+++ Source data

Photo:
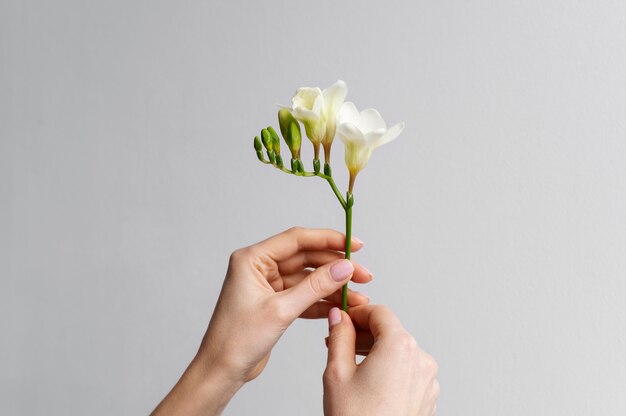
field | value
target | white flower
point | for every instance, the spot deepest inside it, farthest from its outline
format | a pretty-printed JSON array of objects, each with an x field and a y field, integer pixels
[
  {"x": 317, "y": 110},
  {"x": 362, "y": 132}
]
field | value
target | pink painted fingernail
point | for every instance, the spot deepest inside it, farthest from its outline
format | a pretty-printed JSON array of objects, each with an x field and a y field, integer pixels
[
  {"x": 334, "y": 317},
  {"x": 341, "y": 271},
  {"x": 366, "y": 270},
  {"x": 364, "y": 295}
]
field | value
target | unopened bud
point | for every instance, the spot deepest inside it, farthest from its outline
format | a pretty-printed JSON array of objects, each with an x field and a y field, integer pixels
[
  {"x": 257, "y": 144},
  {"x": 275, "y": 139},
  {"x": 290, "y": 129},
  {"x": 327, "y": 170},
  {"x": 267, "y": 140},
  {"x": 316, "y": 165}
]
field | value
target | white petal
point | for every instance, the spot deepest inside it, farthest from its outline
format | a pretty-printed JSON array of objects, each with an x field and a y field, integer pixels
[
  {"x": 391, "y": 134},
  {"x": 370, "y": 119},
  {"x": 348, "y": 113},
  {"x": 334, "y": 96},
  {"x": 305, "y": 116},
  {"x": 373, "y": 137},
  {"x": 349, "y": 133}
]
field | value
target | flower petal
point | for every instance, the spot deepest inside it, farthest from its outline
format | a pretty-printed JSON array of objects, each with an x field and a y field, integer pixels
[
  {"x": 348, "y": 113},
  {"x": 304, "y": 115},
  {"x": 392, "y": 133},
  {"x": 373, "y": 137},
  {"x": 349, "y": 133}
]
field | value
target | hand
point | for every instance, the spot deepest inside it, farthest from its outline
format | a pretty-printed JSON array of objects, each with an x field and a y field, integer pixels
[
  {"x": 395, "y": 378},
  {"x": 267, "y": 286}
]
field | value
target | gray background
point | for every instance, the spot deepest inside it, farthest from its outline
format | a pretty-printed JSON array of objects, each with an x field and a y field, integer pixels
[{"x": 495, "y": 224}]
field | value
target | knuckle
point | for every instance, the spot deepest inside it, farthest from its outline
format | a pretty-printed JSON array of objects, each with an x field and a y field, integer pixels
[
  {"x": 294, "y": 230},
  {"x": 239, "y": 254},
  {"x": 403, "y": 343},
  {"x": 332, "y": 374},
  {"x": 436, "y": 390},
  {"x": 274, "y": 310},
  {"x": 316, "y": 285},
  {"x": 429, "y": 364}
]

++++++

§ What the task asks
Pictures are to be left out; everything else in the entries is reproduced verbatim.

§ The completed task
Photo:
field | value
target | white flower
point | for every instance, the spot deepest inside it, farthest from its outline
format | a pretty-printed JSON array of objects, each with an x field and a y field, integer pixels
[
  {"x": 317, "y": 110},
  {"x": 362, "y": 132}
]
field | value
target | pink painted fingernail
point | for every instance, the spot deepest inside it, farthest from its outline
format | a pretty-printed JSON array of objects, each with an x field and a y field, integer pixels
[
  {"x": 334, "y": 317},
  {"x": 341, "y": 271},
  {"x": 366, "y": 270},
  {"x": 364, "y": 295}
]
field | value
target | unopened bud
point | for every instance, the spot deepest inside it, farthest from its outline
format | a pretty-printed JSON array of objects, each with an x field and a y field, integer pixels
[
  {"x": 257, "y": 144},
  {"x": 275, "y": 139},
  {"x": 290, "y": 129},
  {"x": 327, "y": 170},
  {"x": 267, "y": 140},
  {"x": 316, "y": 165}
]
field | value
target | white petal
point | for every instance, the spot deepest inside it, farthest from its outline
format | a pretty-printed JSON array of objects, each with an x field and a y field, integer pixels
[
  {"x": 391, "y": 134},
  {"x": 370, "y": 119},
  {"x": 348, "y": 113},
  {"x": 334, "y": 96},
  {"x": 305, "y": 116},
  {"x": 373, "y": 137},
  {"x": 349, "y": 133}
]
field | value
target | flower petal
point | for every instance, the spot deepest inside it, farthest from its outline
format | a pretty-printed JSON array of objects, each with an x field and a y field, integer pixels
[
  {"x": 348, "y": 113},
  {"x": 304, "y": 115},
  {"x": 392, "y": 133},
  {"x": 373, "y": 137},
  {"x": 349, "y": 133}
]
field | value
target | hand
point | for every instance, the spot deepest inside it, farthest from its outline
format | a pretty-printed JSON array of objects, each with an x field and a y field, integer pixels
[
  {"x": 395, "y": 378},
  {"x": 267, "y": 286}
]
field | value
target | gray background
point | for every instance, the spot deepest inside it, farthest from its outline
format | a pretty-printed JSON array of objects, each with an x field and a y field, integer pixels
[{"x": 495, "y": 224}]
field | value
target | knuckle
point | for every instance, the spot deepest inside it, farthest from its outline
format | a pretty-printed JSON array of objects, each with an x field and a y field, integer pixels
[
  {"x": 294, "y": 230},
  {"x": 239, "y": 254},
  {"x": 403, "y": 343},
  {"x": 332, "y": 374},
  {"x": 436, "y": 390},
  {"x": 274, "y": 310},
  {"x": 316, "y": 285},
  {"x": 429, "y": 364}
]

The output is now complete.